◆ EXERCÍCIO PROPOSTO 1
Liste todas as áreas de estudo acadêmico citadas no relato sobre o ingresso de mulheres na Polícia Militar.
◆ EXERCÍCIO PROPOSTO 2
No relato sobre o ingresso de mulheres na Polícia Militar, quantas integrantes da primeira turma de oficiais mulheres chegaram a se formar?
◆ EXERCÍCIO PROPOSTO 3
Escreva a continuação do relato sobre o ingresso de mulheres na Polícia Militar, começando logo após a última frase.

== TEXTO PARA LEITURA

Quando terminei o ensino médio e entrei na universidade coincidentemente foi o ano em que foi divulgado o primeiro ingresso de mulheres na Polícia Militar (1983). Acabei me interessando pelo diferente, pela oportunidade. Até hoje não tenho parente na PM. Eu fiz vestibular para Física, mas entrei na academia da polícia, fiz os três anos e depois fiz Ciências Sociais e me especializei em Políticas Públicas. Entrei na primeira turma de oficiais mulheres. Na época, éramos cinco, mas nos formamos em três. Me identifiquei com a profissão e nunca questionei a possibilidade de sair da corporação. Lembro que por ser algo desconhecido, a preocupação dos meus pais era se eu ia me tornar um homem de uma hora pra outra (risos).

====
== DADOS FORNECIDOS

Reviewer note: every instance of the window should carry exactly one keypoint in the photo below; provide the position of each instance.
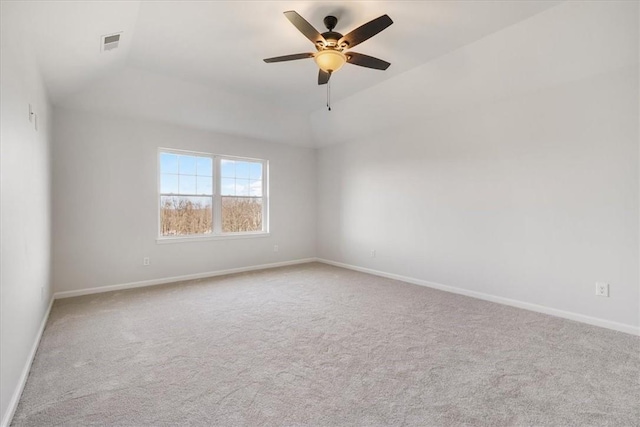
(209, 195)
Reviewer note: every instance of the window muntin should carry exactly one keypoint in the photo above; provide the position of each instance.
(207, 195)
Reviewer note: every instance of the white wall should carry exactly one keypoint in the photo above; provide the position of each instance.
(510, 180)
(105, 202)
(25, 290)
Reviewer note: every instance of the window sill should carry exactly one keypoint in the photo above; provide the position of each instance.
(230, 236)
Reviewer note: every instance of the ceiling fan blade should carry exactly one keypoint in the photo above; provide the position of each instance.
(304, 27)
(366, 61)
(366, 31)
(323, 77)
(289, 57)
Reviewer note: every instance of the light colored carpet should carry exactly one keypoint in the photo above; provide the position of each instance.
(320, 345)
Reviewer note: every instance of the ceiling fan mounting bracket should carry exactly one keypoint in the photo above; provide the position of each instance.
(330, 22)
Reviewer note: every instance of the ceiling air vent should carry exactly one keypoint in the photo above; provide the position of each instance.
(110, 42)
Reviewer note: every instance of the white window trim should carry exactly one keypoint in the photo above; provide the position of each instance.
(216, 198)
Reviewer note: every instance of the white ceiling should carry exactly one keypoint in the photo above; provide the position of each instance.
(216, 49)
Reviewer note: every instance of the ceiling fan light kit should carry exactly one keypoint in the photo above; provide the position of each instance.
(331, 46)
(330, 60)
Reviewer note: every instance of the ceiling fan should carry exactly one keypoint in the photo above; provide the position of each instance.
(332, 47)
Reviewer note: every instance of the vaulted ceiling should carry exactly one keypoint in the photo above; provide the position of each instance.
(199, 64)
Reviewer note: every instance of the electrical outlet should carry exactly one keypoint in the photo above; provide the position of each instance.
(602, 289)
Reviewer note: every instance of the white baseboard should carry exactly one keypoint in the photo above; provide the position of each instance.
(153, 282)
(621, 327)
(13, 403)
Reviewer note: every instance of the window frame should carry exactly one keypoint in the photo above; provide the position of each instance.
(216, 199)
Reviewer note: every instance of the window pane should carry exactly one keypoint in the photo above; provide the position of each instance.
(204, 185)
(242, 169)
(241, 214)
(204, 166)
(181, 216)
(228, 168)
(255, 170)
(242, 187)
(256, 188)
(187, 184)
(187, 165)
(228, 187)
(168, 163)
(169, 183)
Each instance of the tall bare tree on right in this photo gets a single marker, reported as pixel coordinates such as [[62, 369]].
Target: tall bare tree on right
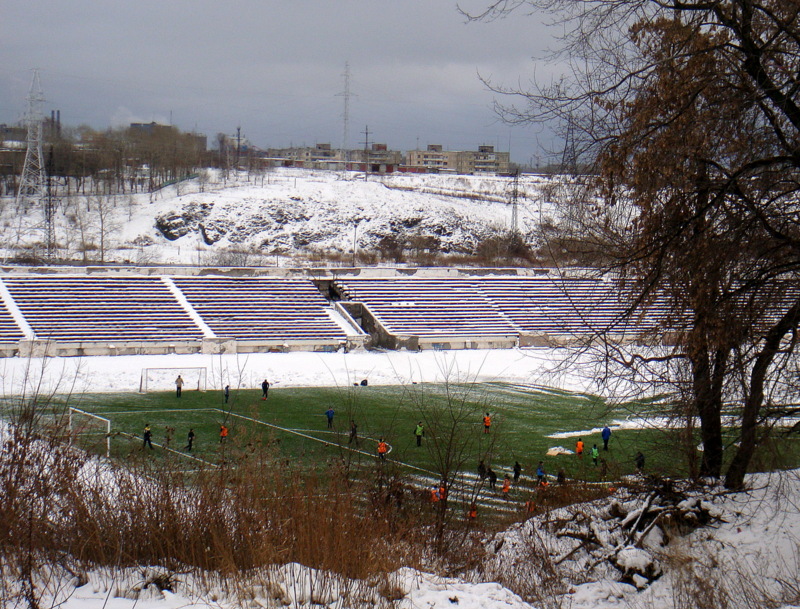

====

◆ RESPOSTA 1
Física, Ciências Sociais e Políticas Públicas.

◆ RESPOSTA 2
Três.

◆ RESPOSTA 3
A função de comandante regional é uma função de coronel, de último posto, só que o comandante-geral (Paulo Henrique Hemm) achou por bem me dar a chance, mesmo sendo tenente-coronel. É um desafio. Minha missão é fazer com que os batalhões realmente consigam diminuir a criminalidade. Estou aqui com o objetivo de criar métodos e desenvolver ações que possam contribuir para isso. Acho que talvez seja minha última passagem na corporação.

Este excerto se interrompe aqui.